PROVIDED PASSAGE:
At Press Time
ACA: Few Immediate Eye-care Impacts
By Bill Kekevian, Associate Editor
Longer-term will see an increase in patient flow.
■ With President Obama’s re-election, both the Republican Speaker of the House, Rep. John Boehner and medical societies, including the AAO, are ready to embrace the Affordable Care Act (ACA) as “the law of the land.” That’s not to say there aren’t some lasting gripes.
“I accept this legislation, as a spokesperson, as the law of the land,” says Michael X. Repka, MD, AAO medical director for governmental affairs. “But there are some aspects of it we’re not very happy about.”
Dr. Repka is fielding numerous calls and e-mails about the new legislation. He’s on a public awareness campaign to separate fact from rumor. The first myth he’s sure to dispel: The ACA will completely restructure your practice.
In reality, he says, “I would not expect a huge change for [ophthalmologists].” Some misinformation arises out of political confusion, he says. “Some of the problem is that people confuse the ACA with news about the fiscal cliff, SGR and other legislation.”
2014 A Key Year
However, that does not mean the legislation will not bring about changes. For instance, insurers will be mandated to provide vision care as an essential benefit for children, but not until 2014. And while one of the law’s more popular provisions is that people younger than age 26 may be covered under their parents’ insurance starting in 2014, Dr. Repka notes that is not a high-volume group in terms of eye disease.

WORK TO COMPLETE:
Continue the article on the Affordable Care Act's impact on eye care from where it stops.

EXTRACTED MATERIAL:

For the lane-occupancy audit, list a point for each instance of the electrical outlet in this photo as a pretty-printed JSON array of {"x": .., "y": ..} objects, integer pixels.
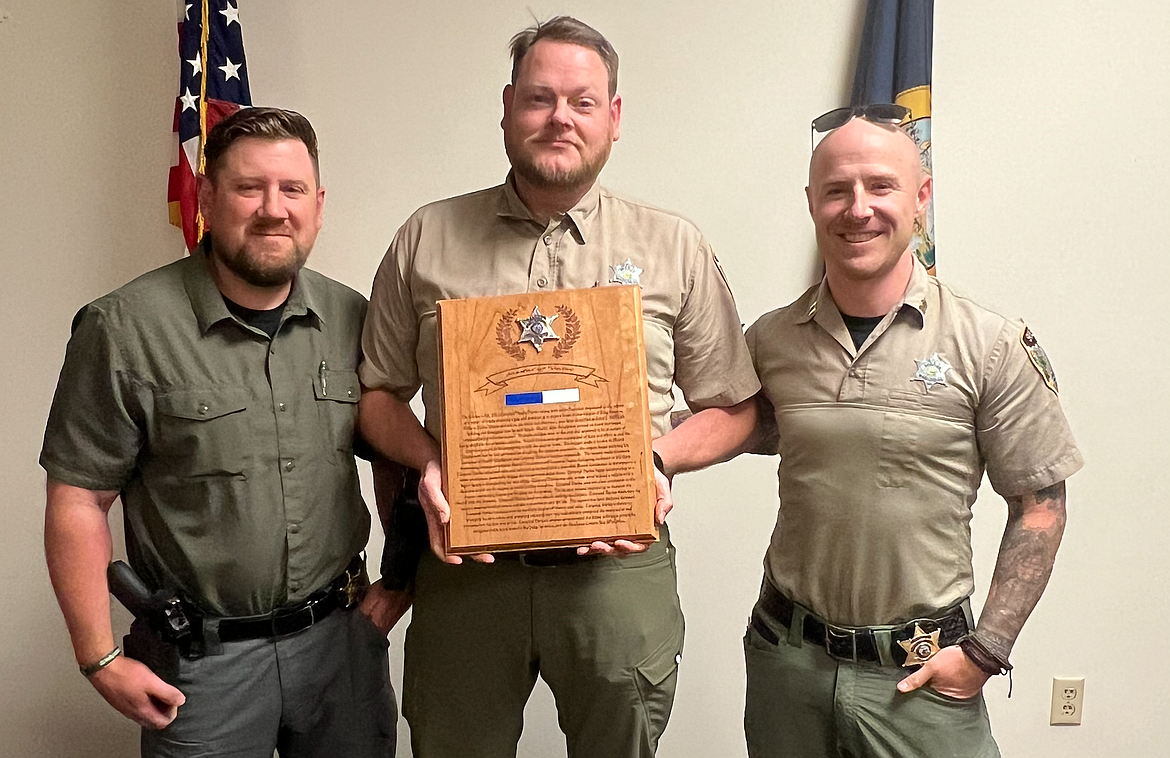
[{"x": 1067, "y": 701}]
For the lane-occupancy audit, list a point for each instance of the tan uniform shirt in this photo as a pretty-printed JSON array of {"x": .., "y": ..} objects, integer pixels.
[
  {"x": 879, "y": 471},
  {"x": 488, "y": 243}
]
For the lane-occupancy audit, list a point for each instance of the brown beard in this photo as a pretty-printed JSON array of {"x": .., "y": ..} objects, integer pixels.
[
  {"x": 537, "y": 176},
  {"x": 249, "y": 269}
]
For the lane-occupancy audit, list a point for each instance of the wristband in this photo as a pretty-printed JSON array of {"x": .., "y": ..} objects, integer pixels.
[
  {"x": 984, "y": 659},
  {"x": 90, "y": 669}
]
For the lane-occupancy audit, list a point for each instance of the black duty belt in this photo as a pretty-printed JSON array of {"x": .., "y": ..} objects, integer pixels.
[
  {"x": 343, "y": 592},
  {"x": 550, "y": 557},
  {"x": 855, "y": 643}
]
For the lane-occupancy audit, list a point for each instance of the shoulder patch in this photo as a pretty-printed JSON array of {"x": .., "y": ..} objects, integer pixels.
[{"x": 1039, "y": 359}]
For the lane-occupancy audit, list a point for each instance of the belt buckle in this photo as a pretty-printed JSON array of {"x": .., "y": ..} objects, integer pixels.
[
  {"x": 835, "y": 634},
  {"x": 922, "y": 646},
  {"x": 294, "y": 621},
  {"x": 355, "y": 587}
]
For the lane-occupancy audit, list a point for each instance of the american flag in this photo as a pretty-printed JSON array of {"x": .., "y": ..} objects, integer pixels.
[{"x": 213, "y": 83}]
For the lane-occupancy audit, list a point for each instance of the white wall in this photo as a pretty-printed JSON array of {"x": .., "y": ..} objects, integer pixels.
[{"x": 1051, "y": 184}]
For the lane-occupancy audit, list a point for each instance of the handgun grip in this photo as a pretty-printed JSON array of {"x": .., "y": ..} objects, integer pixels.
[{"x": 129, "y": 588}]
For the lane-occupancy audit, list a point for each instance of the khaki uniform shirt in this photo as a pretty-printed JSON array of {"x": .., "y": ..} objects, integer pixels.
[
  {"x": 487, "y": 243},
  {"x": 878, "y": 473},
  {"x": 233, "y": 454}
]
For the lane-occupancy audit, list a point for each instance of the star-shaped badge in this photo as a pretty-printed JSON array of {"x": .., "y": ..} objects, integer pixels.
[
  {"x": 921, "y": 647},
  {"x": 625, "y": 273},
  {"x": 931, "y": 371},
  {"x": 536, "y": 329}
]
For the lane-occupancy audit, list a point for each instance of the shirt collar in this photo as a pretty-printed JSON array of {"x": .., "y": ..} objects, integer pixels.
[
  {"x": 207, "y": 302},
  {"x": 579, "y": 218},
  {"x": 914, "y": 300}
]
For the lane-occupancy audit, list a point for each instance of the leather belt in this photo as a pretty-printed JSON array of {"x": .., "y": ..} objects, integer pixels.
[
  {"x": 550, "y": 557},
  {"x": 854, "y": 643},
  {"x": 344, "y": 591}
]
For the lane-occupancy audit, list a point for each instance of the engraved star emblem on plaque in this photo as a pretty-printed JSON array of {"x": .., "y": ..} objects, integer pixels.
[
  {"x": 536, "y": 329},
  {"x": 625, "y": 273},
  {"x": 921, "y": 647},
  {"x": 931, "y": 371}
]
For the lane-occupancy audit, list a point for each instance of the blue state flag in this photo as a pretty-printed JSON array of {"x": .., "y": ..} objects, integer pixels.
[{"x": 894, "y": 67}]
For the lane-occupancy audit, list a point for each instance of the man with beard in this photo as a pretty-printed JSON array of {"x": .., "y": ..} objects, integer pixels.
[
  {"x": 887, "y": 395},
  {"x": 601, "y": 624},
  {"x": 218, "y": 397}
]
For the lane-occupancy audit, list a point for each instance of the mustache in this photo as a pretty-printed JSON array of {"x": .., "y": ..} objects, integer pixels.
[{"x": 268, "y": 227}]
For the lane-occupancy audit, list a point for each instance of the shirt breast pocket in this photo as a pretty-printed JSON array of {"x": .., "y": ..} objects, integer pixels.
[
  {"x": 337, "y": 393},
  {"x": 202, "y": 433},
  {"x": 923, "y": 433}
]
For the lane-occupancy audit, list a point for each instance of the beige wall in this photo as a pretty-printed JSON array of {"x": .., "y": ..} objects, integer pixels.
[{"x": 1051, "y": 195}]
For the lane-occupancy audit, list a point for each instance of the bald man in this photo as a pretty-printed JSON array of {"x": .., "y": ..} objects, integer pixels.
[{"x": 887, "y": 395}]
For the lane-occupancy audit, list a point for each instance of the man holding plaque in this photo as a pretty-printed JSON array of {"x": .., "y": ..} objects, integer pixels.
[
  {"x": 601, "y": 622},
  {"x": 887, "y": 395}
]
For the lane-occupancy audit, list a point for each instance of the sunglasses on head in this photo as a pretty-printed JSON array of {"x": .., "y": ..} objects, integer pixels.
[{"x": 874, "y": 114}]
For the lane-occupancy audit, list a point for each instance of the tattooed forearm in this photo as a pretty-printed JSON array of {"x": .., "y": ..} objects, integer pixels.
[{"x": 1036, "y": 524}]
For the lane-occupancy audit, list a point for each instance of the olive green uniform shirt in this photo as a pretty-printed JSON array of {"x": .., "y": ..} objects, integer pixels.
[
  {"x": 879, "y": 471},
  {"x": 488, "y": 243},
  {"x": 233, "y": 454}
]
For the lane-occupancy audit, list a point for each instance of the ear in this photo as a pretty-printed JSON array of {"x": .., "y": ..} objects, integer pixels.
[
  {"x": 509, "y": 94},
  {"x": 926, "y": 191},
  {"x": 205, "y": 191},
  {"x": 616, "y": 115}
]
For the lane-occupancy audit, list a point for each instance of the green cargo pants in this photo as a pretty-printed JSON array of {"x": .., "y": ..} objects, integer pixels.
[
  {"x": 804, "y": 703},
  {"x": 605, "y": 634}
]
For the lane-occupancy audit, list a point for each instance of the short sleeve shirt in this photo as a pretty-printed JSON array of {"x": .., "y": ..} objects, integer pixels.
[
  {"x": 488, "y": 243},
  {"x": 882, "y": 448},
  {"x": 233, "y": 453}
]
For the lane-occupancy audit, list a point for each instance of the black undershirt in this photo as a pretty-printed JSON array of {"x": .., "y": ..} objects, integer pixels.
[
  {"x": 860, "y": 326},
  {"x": 267, "y": 322}
]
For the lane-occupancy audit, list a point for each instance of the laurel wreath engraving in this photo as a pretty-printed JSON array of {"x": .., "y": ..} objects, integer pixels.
[
  {"x": 504, "y": 336},
  {"x": 572, "y": 331}
]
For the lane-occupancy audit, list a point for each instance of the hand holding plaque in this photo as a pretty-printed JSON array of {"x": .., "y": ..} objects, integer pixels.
[{"x": 545, "y": 424}]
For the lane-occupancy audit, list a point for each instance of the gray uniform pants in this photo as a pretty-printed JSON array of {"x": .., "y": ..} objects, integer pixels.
[
  {"x": 319, "y": 693},
  {"x": 606, "y": 635}
]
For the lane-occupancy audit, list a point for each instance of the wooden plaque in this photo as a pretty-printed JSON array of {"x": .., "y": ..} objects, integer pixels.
[{"x": 545, "y": 422}]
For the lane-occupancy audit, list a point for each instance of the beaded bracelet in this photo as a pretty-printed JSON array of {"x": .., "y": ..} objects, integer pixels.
[{"x": 90, "y": 669}]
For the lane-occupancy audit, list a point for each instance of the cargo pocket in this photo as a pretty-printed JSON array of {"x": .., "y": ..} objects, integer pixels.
[
  {"x": 656, "y": 679},
  {"x": 337, "y": 393},
  {"x": 201, "y": 433}
]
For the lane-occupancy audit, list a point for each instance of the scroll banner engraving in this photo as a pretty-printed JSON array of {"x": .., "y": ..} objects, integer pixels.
[
  {"x": 545, "y": 421},
  {"x": 499, "y": 380}
]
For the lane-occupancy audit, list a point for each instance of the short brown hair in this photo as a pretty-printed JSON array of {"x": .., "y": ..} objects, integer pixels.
[
  {"x": 565, "y": 29},
  {"x": 262, "y": 123}
]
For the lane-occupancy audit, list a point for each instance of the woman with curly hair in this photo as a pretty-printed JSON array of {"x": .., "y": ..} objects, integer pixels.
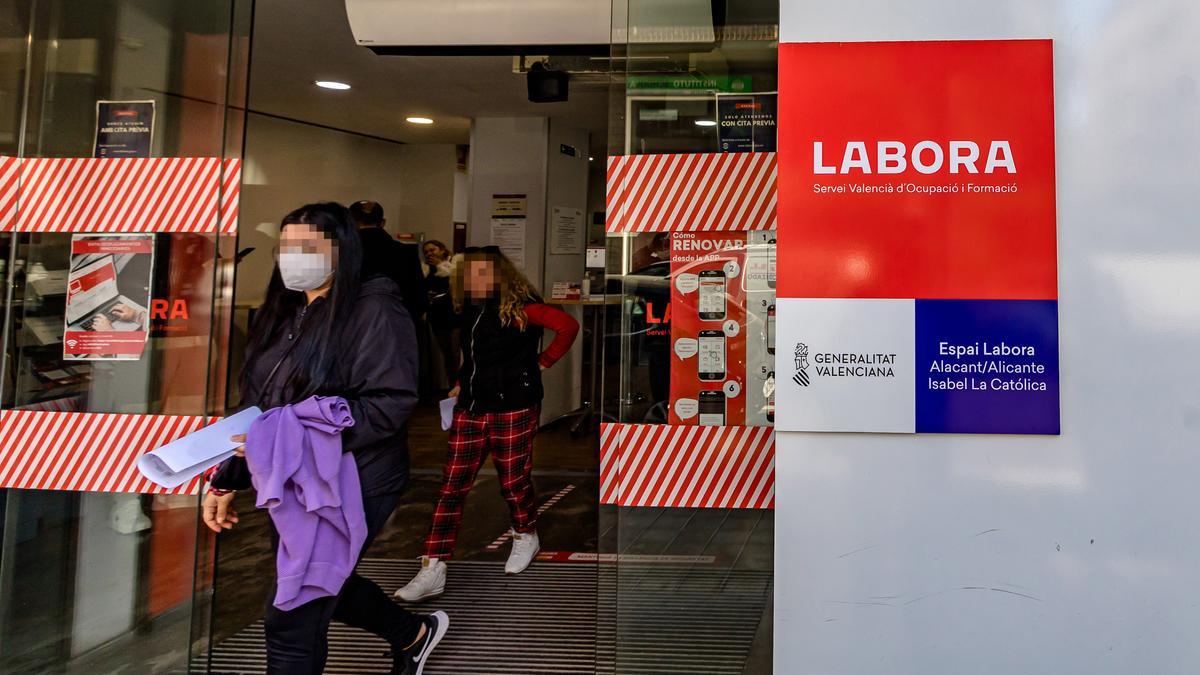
[{"x": 499, "y": 395}]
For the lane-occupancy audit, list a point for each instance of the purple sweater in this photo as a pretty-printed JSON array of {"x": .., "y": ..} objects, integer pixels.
[{"x": 312, "y": 491}]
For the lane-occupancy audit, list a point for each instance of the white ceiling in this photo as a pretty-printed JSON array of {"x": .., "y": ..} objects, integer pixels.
[{"x": 299, "y": 42}]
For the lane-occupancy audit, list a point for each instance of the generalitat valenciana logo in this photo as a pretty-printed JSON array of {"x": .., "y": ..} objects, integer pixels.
[{"x": 802, "y": 364}]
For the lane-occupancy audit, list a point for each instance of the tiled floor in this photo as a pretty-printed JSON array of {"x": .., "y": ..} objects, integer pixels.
[{"x": 691, "y": 592}]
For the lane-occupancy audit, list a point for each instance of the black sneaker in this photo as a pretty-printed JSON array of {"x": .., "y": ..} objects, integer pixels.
[{"x": 412, "y": 661}]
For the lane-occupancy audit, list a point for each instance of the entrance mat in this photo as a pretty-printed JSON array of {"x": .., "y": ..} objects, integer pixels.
[{"x": 555, "y": 617}]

EXERCISE RESULT:
But worrying about an increase in patient flow isn’t far off, Dr. Repka says. Starting in 2014, “ophthalmologists will be seeing more diabetics who might have had no correction before because they didn’t have coverage,” he says. With the potential for 30 million new covered lives, patient flow is bound to increase, he says. Some of those patients are bound to have cataracts and some are going to have AMD, he notes.
To prepare for greater patient flow, practices should begin shoring up their patient management processes, Dr. Repka says. One strategy practices may want to consider is adding providers, he says.
Medicare and Medicaid
Closing the Medicare drug coverage gap is one aspect of the ACA that goes into effect this year. This ACA provision will begin the phasing-in of federal subsidies for brand-name drugs filled in the Medicare Part D coverage gap, reducing co-insurance from 100% in 2010 to 25% in 2020. This provision also includes a 50% manufacturer brand-name discount.
Most ophthalmologists will not notice the impact of Medicaid changes, “unless you have a high Medicaid population, but most ophthalmologists don’t,” says Paul Larson of Corcoran Consulting Group. “Most of the changes taking place in 2013 are related to the inpatient side of the equation. From a coding and reimbursement side, the ACA is way low on my radar.”
Possibly the most controversial ACA provision for physicians will not take effect until 2015, Dr. Repka says: The Independent Payment Advisory Board (IPAB). “One of the objections is physicians are the only group impacted by it,” he says. “The IPAB’s only tool is to cut costs, and since they can’t cut benefits they can only reduce payments.”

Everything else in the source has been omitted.